• [Problem] Everything from the line that contains "Identify the green utility" through the last line of the listing must be copied exactly, with both of those lines included and no others.

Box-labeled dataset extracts
- - -

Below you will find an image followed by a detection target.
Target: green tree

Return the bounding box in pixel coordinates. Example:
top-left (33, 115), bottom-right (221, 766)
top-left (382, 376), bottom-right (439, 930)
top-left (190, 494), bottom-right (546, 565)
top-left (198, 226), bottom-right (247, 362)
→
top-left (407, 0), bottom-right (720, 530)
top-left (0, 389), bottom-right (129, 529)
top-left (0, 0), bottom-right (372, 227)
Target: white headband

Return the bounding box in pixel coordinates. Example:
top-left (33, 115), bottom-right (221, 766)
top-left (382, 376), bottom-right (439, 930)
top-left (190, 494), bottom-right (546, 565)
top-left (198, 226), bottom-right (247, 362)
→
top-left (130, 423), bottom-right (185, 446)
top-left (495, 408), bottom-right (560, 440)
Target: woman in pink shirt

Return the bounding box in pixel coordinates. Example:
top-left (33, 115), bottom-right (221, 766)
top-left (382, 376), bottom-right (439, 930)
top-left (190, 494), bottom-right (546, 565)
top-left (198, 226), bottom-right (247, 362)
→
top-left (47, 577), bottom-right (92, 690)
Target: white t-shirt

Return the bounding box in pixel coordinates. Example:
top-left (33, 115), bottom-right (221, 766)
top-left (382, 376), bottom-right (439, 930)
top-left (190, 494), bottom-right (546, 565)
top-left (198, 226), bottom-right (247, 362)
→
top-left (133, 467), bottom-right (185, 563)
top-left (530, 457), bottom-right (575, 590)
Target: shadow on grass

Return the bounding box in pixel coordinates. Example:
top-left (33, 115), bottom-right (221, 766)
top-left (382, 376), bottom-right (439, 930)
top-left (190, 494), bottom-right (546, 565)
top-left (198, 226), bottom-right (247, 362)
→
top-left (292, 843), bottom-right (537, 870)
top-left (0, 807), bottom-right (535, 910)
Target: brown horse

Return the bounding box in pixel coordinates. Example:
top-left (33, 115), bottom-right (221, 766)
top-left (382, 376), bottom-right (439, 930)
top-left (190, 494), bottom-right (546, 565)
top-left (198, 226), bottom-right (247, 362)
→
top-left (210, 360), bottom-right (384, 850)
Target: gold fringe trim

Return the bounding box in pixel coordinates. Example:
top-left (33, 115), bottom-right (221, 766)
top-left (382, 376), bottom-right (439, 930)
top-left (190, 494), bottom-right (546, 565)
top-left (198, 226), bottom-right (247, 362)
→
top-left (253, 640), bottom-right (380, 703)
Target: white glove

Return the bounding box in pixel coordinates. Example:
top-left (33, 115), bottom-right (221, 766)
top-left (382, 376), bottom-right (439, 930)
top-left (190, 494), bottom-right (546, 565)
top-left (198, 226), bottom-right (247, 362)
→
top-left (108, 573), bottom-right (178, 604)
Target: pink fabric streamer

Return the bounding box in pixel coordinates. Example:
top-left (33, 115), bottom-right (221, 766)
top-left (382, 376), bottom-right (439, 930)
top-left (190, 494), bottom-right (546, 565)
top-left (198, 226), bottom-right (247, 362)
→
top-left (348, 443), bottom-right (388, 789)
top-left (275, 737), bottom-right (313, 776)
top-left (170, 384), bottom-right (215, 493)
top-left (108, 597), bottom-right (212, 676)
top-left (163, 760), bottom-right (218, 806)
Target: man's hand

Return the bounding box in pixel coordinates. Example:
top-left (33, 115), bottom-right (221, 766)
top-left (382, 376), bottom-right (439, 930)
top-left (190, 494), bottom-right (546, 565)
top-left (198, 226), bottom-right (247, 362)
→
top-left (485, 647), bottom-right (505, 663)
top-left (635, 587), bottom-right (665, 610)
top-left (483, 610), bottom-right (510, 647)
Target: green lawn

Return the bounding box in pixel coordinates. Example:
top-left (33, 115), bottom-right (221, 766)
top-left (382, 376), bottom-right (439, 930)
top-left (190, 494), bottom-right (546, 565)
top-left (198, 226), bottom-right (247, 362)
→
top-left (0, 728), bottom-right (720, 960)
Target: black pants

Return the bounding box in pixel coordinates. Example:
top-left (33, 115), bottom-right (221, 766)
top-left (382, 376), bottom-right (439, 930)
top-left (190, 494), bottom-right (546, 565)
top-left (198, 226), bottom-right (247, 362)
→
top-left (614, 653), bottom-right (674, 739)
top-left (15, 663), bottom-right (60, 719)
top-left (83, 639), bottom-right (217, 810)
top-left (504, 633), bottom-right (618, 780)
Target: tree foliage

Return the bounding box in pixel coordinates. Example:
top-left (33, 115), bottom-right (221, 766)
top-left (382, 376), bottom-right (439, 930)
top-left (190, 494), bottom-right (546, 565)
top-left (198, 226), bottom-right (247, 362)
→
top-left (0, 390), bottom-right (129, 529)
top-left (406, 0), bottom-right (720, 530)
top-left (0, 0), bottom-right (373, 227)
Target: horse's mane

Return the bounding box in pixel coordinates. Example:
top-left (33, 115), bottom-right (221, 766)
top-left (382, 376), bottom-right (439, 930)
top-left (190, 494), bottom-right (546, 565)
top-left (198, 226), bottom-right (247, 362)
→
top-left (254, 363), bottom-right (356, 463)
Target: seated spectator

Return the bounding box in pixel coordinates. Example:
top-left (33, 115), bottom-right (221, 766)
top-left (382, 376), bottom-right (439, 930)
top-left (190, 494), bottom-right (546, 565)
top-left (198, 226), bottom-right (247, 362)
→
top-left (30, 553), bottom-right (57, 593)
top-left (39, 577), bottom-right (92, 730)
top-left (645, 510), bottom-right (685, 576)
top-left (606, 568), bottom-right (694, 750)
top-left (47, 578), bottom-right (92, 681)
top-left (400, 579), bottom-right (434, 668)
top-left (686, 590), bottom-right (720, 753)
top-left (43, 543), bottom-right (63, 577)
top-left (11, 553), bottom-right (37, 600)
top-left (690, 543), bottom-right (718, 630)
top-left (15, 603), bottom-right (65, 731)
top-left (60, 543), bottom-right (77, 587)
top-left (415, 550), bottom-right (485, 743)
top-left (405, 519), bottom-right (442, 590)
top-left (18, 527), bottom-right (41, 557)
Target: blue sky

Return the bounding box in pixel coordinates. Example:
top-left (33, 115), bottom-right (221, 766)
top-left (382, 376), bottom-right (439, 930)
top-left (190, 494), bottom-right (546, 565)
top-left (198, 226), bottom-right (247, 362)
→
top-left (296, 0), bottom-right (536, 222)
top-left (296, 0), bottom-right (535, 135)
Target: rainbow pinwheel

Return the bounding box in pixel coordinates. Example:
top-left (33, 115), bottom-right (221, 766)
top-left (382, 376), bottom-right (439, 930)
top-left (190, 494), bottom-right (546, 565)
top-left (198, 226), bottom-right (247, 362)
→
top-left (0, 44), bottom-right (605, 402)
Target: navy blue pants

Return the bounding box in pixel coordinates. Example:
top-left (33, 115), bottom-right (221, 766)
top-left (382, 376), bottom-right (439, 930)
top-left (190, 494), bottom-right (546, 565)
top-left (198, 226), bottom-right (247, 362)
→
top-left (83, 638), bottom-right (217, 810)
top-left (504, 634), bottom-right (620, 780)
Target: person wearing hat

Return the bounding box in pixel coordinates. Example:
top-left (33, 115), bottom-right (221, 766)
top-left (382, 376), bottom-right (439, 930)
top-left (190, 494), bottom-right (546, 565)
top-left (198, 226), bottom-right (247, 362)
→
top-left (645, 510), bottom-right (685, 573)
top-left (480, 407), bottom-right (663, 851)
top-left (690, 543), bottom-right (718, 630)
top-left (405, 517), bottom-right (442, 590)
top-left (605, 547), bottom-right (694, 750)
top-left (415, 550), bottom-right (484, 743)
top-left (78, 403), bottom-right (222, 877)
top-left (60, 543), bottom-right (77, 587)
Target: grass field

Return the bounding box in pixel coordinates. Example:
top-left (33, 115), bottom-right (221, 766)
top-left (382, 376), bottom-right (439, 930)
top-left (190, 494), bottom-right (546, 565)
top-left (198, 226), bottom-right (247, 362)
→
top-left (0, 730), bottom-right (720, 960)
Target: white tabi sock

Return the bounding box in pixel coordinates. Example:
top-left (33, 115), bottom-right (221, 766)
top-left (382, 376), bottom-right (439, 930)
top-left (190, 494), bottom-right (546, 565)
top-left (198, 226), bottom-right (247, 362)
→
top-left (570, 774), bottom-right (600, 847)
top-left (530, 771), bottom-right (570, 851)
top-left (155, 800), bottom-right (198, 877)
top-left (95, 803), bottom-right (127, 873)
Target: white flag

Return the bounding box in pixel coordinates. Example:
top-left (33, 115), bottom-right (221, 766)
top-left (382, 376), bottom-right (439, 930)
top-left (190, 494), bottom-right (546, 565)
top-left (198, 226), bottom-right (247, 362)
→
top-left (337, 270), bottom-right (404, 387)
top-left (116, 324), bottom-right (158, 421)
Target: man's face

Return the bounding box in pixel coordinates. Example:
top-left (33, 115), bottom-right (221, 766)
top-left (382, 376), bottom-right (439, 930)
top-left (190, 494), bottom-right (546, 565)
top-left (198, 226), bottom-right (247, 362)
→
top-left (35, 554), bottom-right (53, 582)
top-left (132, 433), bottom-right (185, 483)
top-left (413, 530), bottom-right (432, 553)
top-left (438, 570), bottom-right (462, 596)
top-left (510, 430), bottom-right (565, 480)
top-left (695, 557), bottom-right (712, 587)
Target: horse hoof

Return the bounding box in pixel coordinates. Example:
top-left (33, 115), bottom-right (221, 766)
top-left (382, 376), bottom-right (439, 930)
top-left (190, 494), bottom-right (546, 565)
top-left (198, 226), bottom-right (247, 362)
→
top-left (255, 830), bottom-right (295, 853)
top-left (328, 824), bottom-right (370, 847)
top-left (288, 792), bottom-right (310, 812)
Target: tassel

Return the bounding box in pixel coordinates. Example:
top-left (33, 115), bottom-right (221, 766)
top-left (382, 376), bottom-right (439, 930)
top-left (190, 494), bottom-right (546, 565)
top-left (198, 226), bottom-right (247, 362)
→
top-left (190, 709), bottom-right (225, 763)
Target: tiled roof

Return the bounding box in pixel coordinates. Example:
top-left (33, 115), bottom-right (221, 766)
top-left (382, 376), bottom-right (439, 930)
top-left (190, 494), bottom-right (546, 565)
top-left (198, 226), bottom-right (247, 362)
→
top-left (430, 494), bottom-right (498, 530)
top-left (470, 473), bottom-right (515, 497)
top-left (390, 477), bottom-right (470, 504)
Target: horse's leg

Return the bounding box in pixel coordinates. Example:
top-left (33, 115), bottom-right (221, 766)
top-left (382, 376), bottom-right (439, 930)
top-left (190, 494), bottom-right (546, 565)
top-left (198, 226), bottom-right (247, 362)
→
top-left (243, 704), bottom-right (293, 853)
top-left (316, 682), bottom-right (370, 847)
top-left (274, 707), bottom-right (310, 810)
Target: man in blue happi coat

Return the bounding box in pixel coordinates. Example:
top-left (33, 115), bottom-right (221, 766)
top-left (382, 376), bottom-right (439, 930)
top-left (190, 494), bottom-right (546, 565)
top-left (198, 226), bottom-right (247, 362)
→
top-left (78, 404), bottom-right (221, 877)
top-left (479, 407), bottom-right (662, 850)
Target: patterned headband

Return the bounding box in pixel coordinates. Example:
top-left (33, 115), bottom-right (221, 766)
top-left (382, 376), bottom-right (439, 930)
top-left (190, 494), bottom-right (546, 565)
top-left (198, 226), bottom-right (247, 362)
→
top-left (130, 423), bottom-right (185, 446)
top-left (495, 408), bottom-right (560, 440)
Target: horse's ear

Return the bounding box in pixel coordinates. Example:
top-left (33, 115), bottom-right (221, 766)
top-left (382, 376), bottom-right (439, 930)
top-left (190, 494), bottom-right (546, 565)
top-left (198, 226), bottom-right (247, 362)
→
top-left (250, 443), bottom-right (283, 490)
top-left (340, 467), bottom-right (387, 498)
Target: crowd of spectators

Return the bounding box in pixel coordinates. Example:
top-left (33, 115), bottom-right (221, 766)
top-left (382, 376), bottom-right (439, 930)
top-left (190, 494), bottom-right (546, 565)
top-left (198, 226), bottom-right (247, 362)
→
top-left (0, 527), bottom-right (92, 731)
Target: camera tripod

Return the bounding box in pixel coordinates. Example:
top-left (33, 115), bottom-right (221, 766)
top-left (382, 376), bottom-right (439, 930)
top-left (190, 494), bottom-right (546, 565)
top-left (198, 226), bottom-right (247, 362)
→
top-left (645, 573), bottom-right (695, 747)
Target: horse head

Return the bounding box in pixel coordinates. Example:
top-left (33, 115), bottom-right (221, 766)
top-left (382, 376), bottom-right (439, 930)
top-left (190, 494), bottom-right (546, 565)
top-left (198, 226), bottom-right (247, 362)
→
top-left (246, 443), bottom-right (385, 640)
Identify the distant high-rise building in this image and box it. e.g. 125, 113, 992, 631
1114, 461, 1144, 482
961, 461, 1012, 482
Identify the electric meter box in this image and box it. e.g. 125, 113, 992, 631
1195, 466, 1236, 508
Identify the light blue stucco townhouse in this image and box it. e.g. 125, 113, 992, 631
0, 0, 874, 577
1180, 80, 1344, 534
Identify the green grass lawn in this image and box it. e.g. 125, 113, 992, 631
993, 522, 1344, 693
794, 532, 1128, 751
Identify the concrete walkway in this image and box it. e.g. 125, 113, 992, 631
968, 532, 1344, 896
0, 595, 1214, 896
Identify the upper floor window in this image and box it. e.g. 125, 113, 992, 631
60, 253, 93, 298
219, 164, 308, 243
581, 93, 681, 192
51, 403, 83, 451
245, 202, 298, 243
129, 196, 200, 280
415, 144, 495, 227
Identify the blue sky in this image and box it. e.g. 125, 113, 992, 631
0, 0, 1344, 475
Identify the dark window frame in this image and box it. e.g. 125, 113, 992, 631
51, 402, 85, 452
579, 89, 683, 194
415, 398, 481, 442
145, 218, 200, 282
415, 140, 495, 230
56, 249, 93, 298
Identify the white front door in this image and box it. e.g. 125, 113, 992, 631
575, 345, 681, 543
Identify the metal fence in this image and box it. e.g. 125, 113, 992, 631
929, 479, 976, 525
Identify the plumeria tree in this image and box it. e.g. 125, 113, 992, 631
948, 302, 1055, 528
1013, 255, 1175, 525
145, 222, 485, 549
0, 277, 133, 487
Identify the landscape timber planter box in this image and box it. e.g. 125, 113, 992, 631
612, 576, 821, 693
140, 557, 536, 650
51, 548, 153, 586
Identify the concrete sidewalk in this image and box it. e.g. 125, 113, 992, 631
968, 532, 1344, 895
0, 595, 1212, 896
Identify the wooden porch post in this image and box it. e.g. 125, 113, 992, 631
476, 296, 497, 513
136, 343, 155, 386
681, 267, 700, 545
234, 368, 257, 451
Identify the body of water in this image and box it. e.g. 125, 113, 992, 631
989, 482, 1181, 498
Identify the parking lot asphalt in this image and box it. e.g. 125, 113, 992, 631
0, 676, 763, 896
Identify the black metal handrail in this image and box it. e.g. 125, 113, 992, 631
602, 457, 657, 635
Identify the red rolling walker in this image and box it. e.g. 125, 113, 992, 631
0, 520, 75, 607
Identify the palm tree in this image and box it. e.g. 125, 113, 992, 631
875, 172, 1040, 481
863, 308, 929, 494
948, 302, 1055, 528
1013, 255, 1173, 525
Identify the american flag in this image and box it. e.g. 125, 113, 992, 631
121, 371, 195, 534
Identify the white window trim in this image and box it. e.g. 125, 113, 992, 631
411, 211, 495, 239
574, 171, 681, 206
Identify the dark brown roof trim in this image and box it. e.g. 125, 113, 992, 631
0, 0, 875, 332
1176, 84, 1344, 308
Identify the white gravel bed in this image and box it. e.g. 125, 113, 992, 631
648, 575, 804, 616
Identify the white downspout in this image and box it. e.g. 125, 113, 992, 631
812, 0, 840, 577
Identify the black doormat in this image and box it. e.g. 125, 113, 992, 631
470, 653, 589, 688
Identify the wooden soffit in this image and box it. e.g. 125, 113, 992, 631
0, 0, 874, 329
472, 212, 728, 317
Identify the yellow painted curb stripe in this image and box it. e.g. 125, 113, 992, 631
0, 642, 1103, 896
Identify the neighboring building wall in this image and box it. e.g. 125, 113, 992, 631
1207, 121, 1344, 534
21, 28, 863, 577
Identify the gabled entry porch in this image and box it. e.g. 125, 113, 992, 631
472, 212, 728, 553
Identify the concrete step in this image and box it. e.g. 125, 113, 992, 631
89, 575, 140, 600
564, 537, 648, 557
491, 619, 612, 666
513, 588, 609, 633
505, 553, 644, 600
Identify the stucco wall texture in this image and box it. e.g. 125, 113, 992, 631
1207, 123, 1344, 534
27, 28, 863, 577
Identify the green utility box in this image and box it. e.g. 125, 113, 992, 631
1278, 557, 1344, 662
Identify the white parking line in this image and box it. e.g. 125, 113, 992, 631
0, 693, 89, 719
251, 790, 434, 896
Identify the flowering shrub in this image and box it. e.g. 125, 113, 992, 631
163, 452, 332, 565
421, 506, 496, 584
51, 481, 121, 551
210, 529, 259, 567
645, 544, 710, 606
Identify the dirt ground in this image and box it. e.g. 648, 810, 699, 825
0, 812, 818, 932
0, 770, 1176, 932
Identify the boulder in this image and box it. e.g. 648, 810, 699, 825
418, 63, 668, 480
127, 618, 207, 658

- - -

• [Finished task]
Identify the green utility box in this image and box it. e.g. 125, 113, 992, 631
1278, 557, 1344, 662
Identify the white parking line in this image and box it. e.g. 125, 113, 992, 631
0, 693, 89, 719
251, 790, 434, 896
Identify the flowering shrub in this image and box it. e.g. 125, 113, 992, 631
163, 452, 332, 565
421, 506, 496, 584
51, 481, 121, 551
210, 529, 259, 567
645, 544, 710, 606
Identify the dirt ground in this image and box it. e.g. 648, 810, 699, 825
0, 812, 818, 932
0, 770, 1176, 932
Identify the boulder in this image and box it. e.g. 648, 810, 699, 825
418, 63, 668, 480
127, 618, 207, 658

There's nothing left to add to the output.